● YOUR INSTRUCTIONS: From the line containing "the red costume" to the final line of the entries, every line is to be reproduced exactly; no other line belongs in the output.

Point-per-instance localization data
•••••

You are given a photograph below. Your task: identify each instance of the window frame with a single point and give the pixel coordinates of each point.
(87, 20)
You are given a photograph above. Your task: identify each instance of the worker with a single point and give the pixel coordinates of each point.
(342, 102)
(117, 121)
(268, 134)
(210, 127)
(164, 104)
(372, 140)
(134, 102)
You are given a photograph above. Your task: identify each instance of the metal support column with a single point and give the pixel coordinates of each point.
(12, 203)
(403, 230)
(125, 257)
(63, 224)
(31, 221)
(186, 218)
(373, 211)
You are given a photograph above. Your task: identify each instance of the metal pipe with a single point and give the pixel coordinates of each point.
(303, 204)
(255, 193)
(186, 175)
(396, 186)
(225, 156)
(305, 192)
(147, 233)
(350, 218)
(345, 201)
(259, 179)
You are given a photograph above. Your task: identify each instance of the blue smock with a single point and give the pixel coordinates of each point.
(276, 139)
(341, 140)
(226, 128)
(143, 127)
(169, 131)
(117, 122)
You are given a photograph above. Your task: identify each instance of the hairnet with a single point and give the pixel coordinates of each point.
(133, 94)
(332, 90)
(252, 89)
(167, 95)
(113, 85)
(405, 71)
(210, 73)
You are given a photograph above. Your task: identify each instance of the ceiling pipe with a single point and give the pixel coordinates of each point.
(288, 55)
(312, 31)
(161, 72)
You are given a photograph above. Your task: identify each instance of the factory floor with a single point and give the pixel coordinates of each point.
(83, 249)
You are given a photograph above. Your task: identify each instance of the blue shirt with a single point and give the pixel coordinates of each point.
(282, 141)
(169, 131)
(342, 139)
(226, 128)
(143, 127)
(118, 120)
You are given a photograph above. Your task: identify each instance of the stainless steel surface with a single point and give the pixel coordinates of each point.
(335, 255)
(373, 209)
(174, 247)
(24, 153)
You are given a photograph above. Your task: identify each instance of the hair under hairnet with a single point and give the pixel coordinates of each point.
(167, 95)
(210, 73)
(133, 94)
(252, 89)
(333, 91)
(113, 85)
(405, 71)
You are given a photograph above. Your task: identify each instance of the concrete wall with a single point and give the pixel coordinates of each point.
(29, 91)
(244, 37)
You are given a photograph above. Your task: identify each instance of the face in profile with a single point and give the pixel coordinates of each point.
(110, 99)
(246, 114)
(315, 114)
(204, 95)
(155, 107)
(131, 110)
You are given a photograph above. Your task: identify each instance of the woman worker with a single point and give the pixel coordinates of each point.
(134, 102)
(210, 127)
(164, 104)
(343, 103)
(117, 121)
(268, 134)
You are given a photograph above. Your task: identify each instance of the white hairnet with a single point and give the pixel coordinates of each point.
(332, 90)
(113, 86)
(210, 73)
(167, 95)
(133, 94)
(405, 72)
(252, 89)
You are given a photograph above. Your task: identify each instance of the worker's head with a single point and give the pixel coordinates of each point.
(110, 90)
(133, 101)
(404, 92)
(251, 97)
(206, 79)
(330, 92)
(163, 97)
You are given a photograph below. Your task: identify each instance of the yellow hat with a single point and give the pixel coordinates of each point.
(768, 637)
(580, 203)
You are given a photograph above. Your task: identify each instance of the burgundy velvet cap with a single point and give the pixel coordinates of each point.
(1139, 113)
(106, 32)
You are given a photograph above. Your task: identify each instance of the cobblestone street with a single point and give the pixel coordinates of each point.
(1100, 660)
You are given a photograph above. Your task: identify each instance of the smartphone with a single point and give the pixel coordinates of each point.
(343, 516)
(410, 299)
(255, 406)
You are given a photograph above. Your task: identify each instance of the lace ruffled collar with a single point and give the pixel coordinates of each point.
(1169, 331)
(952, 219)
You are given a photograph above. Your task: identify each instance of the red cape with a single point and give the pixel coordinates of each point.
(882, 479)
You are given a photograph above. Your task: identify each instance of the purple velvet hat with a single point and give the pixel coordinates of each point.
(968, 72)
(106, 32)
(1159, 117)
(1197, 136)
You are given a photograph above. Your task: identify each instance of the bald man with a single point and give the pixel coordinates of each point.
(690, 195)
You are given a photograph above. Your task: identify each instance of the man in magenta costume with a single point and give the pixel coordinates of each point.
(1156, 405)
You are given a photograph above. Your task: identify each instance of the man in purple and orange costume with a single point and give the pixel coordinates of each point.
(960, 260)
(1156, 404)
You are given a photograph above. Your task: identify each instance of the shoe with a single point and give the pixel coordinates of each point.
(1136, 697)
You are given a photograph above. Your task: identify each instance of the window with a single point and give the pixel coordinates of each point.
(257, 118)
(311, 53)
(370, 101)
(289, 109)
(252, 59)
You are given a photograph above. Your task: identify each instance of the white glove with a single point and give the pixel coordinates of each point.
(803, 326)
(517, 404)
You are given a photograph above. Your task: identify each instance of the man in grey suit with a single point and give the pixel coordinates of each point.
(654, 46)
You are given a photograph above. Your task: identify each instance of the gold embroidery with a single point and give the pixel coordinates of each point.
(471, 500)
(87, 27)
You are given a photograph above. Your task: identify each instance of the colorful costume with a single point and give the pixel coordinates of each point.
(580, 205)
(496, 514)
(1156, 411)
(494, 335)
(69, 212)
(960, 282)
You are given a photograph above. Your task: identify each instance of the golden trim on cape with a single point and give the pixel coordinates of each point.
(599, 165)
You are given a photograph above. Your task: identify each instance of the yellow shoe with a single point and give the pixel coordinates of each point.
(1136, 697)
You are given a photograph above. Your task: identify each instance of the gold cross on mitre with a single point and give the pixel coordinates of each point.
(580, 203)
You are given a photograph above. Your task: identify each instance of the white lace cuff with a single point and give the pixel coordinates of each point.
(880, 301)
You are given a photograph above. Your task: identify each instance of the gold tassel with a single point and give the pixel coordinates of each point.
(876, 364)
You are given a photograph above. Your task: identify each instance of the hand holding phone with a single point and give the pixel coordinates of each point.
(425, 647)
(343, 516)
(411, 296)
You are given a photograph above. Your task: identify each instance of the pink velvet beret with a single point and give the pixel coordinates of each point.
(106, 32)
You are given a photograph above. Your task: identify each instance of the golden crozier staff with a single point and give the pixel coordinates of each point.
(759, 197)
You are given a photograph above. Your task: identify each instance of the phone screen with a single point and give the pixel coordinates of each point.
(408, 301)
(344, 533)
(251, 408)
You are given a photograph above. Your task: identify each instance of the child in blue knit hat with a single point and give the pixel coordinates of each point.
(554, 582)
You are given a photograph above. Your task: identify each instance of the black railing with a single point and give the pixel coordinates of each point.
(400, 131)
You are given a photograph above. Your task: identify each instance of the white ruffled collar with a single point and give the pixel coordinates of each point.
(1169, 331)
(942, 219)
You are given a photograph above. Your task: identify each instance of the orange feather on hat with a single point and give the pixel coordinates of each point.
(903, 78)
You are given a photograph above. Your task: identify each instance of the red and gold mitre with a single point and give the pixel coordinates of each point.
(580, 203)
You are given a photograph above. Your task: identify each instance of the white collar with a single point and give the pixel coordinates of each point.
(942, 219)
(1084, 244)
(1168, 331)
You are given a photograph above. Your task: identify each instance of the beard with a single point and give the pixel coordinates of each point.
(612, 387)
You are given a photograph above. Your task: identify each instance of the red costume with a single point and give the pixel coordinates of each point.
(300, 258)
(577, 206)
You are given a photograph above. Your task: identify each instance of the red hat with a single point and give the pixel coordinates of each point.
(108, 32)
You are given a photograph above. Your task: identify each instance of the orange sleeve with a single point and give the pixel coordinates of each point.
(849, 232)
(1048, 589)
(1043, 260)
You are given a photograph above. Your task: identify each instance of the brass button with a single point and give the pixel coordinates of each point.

•••••

● ANSWER BOX:
You are given a photograph above. Your task: identify each instance of the red costume with a single point and give the pixel coordinates of each point.
(300, 258)
(577, 206)
You are given a photograph above. Your task: identify each instance of the red hat with a single point and give the pixel coordinates of each point.
(108, 32)
You are given a photograph above. Your task: identify each instance of the orange sleeve with a single point and give the pixel coordinates of each point.
(849, 232)
(1048, 589)
(1043, 260)
You are given a photograph above. Your task: identify each instance of the brass button with a single point and give the pixel coordinates of each point.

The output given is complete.